** start of AVAILABLE RECORDS **
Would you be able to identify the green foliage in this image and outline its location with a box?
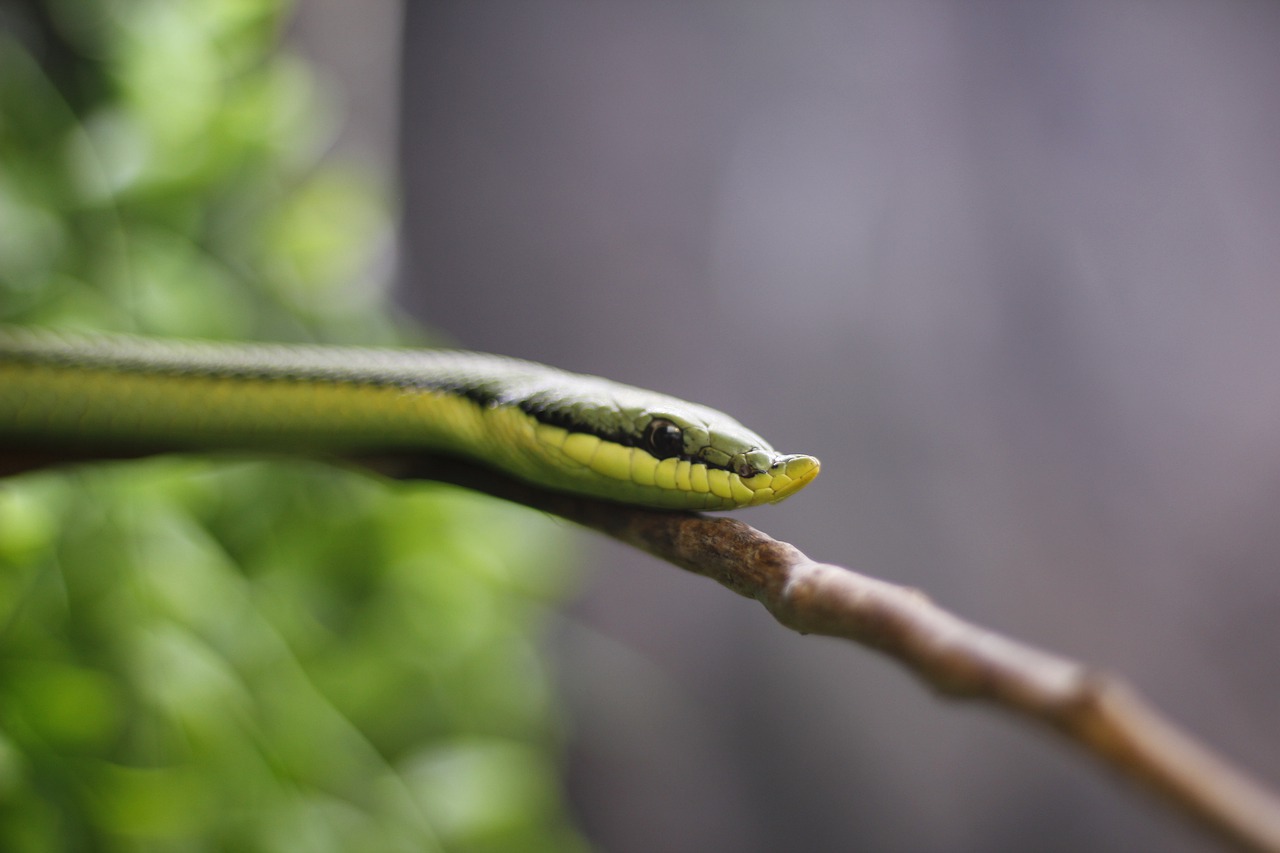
[0,0,582,852]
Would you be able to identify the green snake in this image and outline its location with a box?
[0,327,818,510]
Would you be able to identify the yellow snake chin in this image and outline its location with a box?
[535,424,819,510]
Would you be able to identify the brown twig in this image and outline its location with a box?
[365,459,1280,853]
[0,452,1280,853]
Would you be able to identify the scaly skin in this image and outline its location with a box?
[0,327,818,510]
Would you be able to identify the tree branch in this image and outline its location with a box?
[364,457,1280,853]
[0,452,1280,853]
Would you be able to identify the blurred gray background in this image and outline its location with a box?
[376,0,1280,852]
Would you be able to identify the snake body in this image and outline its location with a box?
[0,327,818,510]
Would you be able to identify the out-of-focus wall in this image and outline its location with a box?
[402,0,1280,850]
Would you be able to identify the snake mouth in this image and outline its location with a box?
[751,453,822,503]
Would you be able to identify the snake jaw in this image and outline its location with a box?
[748,453,822,506]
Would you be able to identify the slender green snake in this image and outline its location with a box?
[0,327,818,510]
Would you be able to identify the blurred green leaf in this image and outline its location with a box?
[0,0,582,853]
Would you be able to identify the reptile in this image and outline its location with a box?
[0,327,819,510]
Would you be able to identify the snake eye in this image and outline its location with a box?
[643,418,685,459]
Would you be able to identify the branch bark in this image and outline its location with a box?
[364,448,1280,853]
[0,452,1280,853]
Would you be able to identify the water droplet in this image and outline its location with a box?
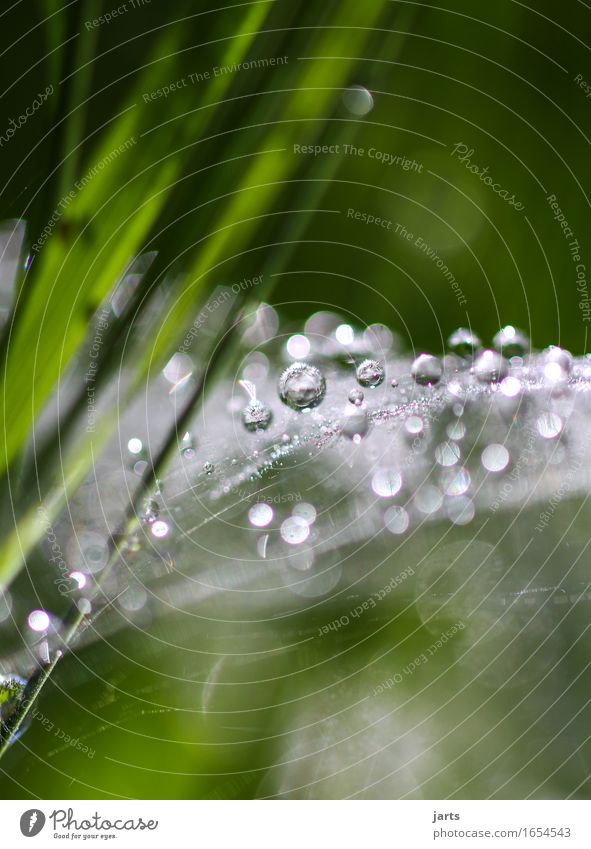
[447,327,482,359]
[242,401,273,434]
[493,324,530,357]
[536,413,564,439]
[542,362,568,388]
[371,469,402,498]
[343,85,373,115]
[279,362,326,410]
[127,436,144,454]
[257,534,269,560]
[474,350,509,383]
[410,354,443,386]
[77,598,92,616]
[279,516,310,545]
[70,572,87,590]
[150,519,170,539]
[27,610,51,633]
[481,442,510,472]
[357,360,386,389]
[143,498,160,522]
[248,501,273,528]
[286,333,310,360]
[179,431,195,460]
[499,375,521,398]
[384,506,410,534]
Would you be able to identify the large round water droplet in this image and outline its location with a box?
[410,354,443,386]
[357,360,386,389]
[474,350,509,383]
[447,327,482,359]
[279,516,310,545]
[248,501,273,528]
[279,362,326,410]
[242,401,273,431]
[481,442,510,472]
[493,324,530,357]
[371,469,402,498]
[349,389,364,407]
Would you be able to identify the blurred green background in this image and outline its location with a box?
[0,0,591,798]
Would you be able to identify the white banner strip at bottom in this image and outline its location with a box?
[0,800,591,849]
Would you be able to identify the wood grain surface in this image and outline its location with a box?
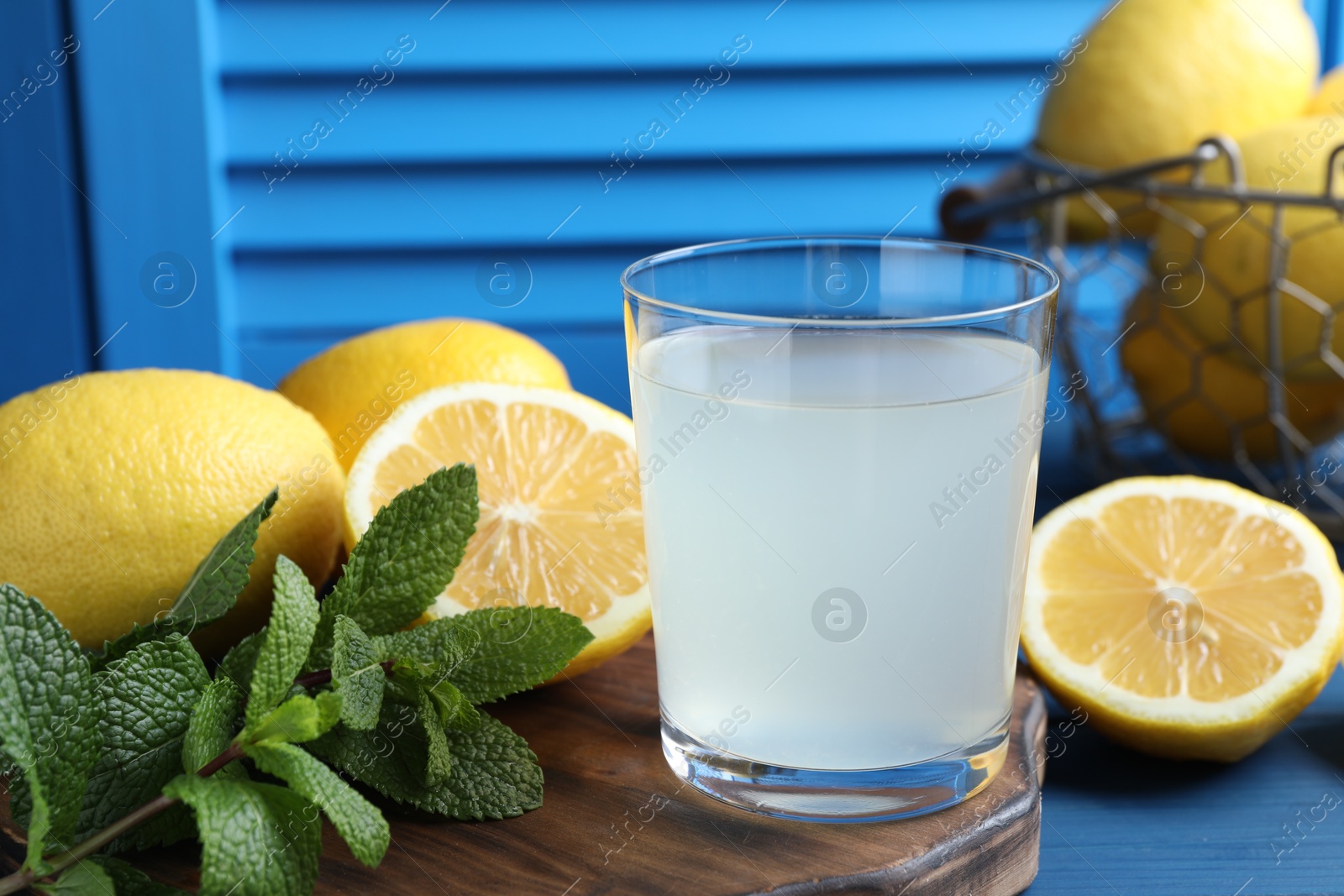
[4,637,1046,896]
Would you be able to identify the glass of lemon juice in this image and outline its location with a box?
[621,238,1059,820]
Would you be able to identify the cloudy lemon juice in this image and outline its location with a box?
[632,327,1046,770]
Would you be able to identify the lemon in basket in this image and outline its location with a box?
[1021,475,1344,762]
[1037,0,1320,238]
[345,383,652,674]
[1153,117,1344,379]
[1120,289,1344,459]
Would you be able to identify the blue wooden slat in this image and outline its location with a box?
[226,70,1064,166]
[71,0,235,372]
[0,3,96,401]
[235,244,665,328]
[220,0,1109,76]
[220,157,996,252]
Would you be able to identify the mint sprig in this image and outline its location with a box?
[0,464,591,896]
[0,584,102,874]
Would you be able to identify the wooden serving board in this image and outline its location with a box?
[4,637,1046,896]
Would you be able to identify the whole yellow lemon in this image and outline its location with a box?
[1120,289,1344,459]
[1037,0,1320,237]
[0,369,345,652]
[1152,117,1344,380]
[280,317,570,470]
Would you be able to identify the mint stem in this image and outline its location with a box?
[0,659,373,896]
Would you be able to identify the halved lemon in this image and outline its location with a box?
[345,383,652,676]
[1021,475,1344,762]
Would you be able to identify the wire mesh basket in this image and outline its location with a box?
[941,137,1344,542]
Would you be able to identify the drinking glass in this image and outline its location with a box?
[621,238,1059,820]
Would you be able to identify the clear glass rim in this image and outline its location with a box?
[621,235,1059,329]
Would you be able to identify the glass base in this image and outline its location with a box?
[663,717,1008,822]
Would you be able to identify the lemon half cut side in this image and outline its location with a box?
[345,383,652,674]
[1021,475,1344,760]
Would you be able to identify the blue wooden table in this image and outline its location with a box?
[1026,674,1344,896]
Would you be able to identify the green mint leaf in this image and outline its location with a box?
[94,489,280,669]
[86,856,186,896]
[332,616,387,731]
[247,555,318,728]
[425,681,481,731]
[415,686,453,789]
[307,464,480,669]
[247,690,341,744]
[244,744,391,867]
[307,703,542,820]
[76,634,210,851]
[32,861,118,896]
[374,616,481,679]
[450,607,593,704]
[215,626,266,693]
[0,584,102,872]
[181,676,246,777]
[164,775,323,896]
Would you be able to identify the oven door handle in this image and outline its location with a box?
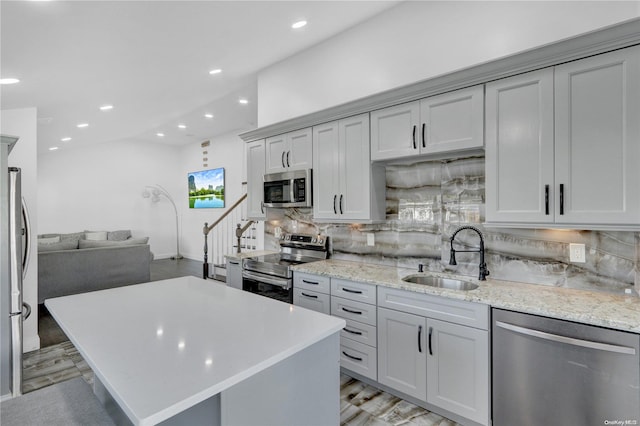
[242,271,289,290]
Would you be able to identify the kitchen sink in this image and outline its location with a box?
[402,275,478,291]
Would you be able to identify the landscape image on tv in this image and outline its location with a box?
[189,167,224,209]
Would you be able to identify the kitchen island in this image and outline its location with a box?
[45,277,345,425]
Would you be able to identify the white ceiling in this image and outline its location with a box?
[0,0,397,152]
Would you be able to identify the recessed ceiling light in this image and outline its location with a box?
[291,21,307,30]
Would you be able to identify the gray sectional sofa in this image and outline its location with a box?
[38,230,153,303]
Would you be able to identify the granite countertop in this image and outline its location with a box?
[293,259,640,333]
[224,250,280,260]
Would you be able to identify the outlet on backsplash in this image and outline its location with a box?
[569,243,586,263]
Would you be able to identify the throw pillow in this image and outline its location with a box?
[38,240,78,253]
[38,235,60,244]
[84,231,107,241]
[107,229,131,241]
[80,237,149,249]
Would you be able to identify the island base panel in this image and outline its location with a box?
[221,333,340,426]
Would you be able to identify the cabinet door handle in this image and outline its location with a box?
[413,124,418,149]
[343,327,362,336]
[342,351,362,361]
[544,185,549,216]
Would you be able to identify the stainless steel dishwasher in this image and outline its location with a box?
[492,309,640,426]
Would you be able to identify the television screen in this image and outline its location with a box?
[189,167,224,209]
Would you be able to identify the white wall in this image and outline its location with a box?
[38,140,186,258]
[258,1,640,126]
[0,108,40,352]
[180,129,248,261]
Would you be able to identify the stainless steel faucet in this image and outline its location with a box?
[449,226,489,281]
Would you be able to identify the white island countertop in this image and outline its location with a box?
[45,277,345,425]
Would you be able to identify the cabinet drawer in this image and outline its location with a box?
[378,286,489,330]
[331,278,376,305]
[293,272,331,294]
[331,296,376,326]
[293,288,331,315]
[340,319,378,348]
[340,338,378,380]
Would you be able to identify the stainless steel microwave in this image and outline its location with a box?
[264,169,312,207]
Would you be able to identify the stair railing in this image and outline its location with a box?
[202,194,255,279]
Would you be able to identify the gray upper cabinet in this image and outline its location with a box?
[555,46,640,226]
[486,47,640,229]
[265,128,312,173]
[313,114,386,222]
[247,139,266,220]
[485,68,554,223]
[371,85,484,161]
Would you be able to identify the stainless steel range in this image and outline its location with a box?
[242,234,329,303]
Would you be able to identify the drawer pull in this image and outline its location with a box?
[343,327,362,336]
[342,351,362,361]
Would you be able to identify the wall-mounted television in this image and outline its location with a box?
[188,167,224,209]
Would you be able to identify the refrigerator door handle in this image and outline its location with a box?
[22,197,31,280]
[22,302,31,321]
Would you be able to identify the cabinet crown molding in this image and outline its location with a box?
[239,18,640,142]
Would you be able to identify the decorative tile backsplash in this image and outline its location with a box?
[265,157,640,293]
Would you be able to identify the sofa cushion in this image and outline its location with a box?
[80,237,149,249]
[38,240,78,253]
[107,229,131,241]
[38,235,60,244]
[84,231,107,241]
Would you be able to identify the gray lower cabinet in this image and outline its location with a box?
[227,259,242,290]
[427,319,490,424]
[377,287,491,425]
[378,308,427,401]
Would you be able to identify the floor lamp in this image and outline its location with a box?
[142,184,182,259]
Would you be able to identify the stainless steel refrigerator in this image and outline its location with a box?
[0,135,31,399]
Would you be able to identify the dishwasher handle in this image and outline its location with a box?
[495,321,636,355]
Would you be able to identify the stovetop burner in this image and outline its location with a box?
[242,234,329,278]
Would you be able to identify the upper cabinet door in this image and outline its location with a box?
[485,68,554,223]
[313,121,341,219]
[419,85,484,153]
[555,46,640,226]
[247,139,266,220]
[266,128,312,173]
[371,102,420,161]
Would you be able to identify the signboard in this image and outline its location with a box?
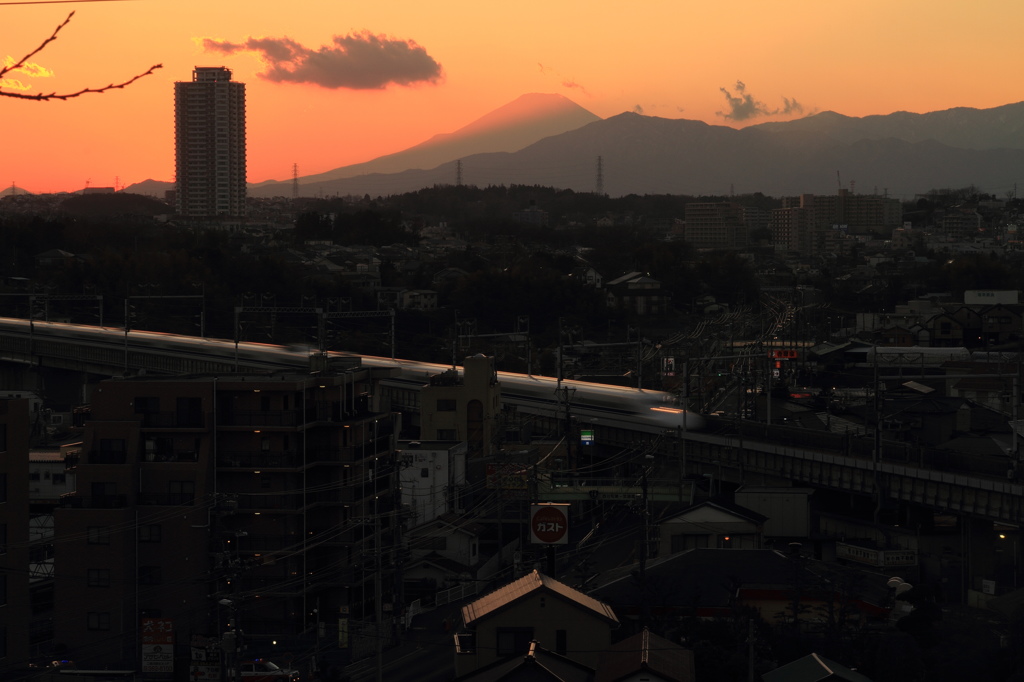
** end of AVAILABLE RECORDS **
• WHAT THIS TASK INVOLVES:
Rewrite the lines from the first one through the line containing "[748,453,822,506]", swapping "outline its location with a box" for "mark its position with a rectangle" and keeping everything else the same. Leave out the pictures.

• THE ANSWER:
Would you be able to identify the green foliage in this image and mark its position with a rectangle?
[0,0,582,852]
Would you be able to identify the green snake in this image and mark its position with a rectangle?
[0,327,818,510]
Would you be able to identify the yellow snake chin in this image and mark its position with a rectangle?
[535,424,819,510]
Would you be able to identify the brown twig in this image and mark its position with a rectangle?
[365,459,1280,853]
[0,452,1280,853]
Would you be able to identify the scaly skin in this image and mark its position with a rectangle?
[0,327,818,510]
Would you be able to identify the tree branch in this image and mark its position with a rectangle?
[364,457,1280,853]
[0,452,1280,853]
Would you be able to identify the blurred gray background in this image and mark its position with a rectangle?
[376,0,1280,852]
Would you be able to identify the snake body in this image and mark its position with a rectangle?
[0,327,818,510]
Would you be able to identify the out-of-focus wall in this image and mark its position with a rectangle?
[402,0,1280,850]
Would you be able to identify the snake mouth in this image and mark its position with a rectangle?
[751,453,822,503]
Would you be able to identify the snake jaw in this image and mark its position with a rectangle?
[748,453,822,506]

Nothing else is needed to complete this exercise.